_Exercise tasks_
**a)** Print the passage from the health-data op-ed that begins at the words "The discovery that" and ends after the words "mounds of data.", copied without changes.
**b)** Mark each statement about the health-data op-ed yes or no, and quote the words from the op-ed that settle it:
(i) The finding that cigarettes cause cancer came from clinical trials.
(ii) The full op-ed is posted because 30 days have passed.
(iii) Integrating payment data could transform medical pricing.

_Given text_
A
WSJ oped with J J Plecs, formerly of
Roam Analytics, which does a lot of health related data work. This is the full oped now that 30 days have passed. The
previous blog post has a lot of interesting updates and commentary.
The discovery that cigarettes cause cancer greatly improved human health. But that discovery didn’t happen in a lab or spring from clinical trials. It came from careful analysis of mounds of data.
Imagine what we could learn today from big-data analysis of everyone’s health records: our conditions, treatments and outcomes. Then throw in genetic data, information on local environmental conditions, exercise and lifestyle habits and even the treasure troves accumulated by Google and Facebook .
The gains would be tremendous. We could learn which treatments and dosages work best for which people; how treatments interact; which genetic markers are associated with treatment success and failure; and which life choices keep us healthy. Integrating payment and other data could transform medical pricing and care provision. And all this information is sitting around, waiting to be used.

_Entries supplied_
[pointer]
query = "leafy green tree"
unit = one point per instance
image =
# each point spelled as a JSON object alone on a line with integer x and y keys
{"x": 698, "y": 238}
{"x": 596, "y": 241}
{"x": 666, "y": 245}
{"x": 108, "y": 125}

_Solved tasks_
**a)**
The discovery that cigarettes cause cancer greatly improved human health. But that discovery didn’t happen in a lab or spring from clinical trials. It came from careful analysis of mounds of data.

**b)**
(i) No: "that discovery didn’t happen in a lab or spring from clinical trials. It came from careful analysis of mounds of data."
(ii) Yes: "This is the full oped now that 30 days have passed."
(iii) Yes: "Integrating payment and other data could transform medical pricing and care provision."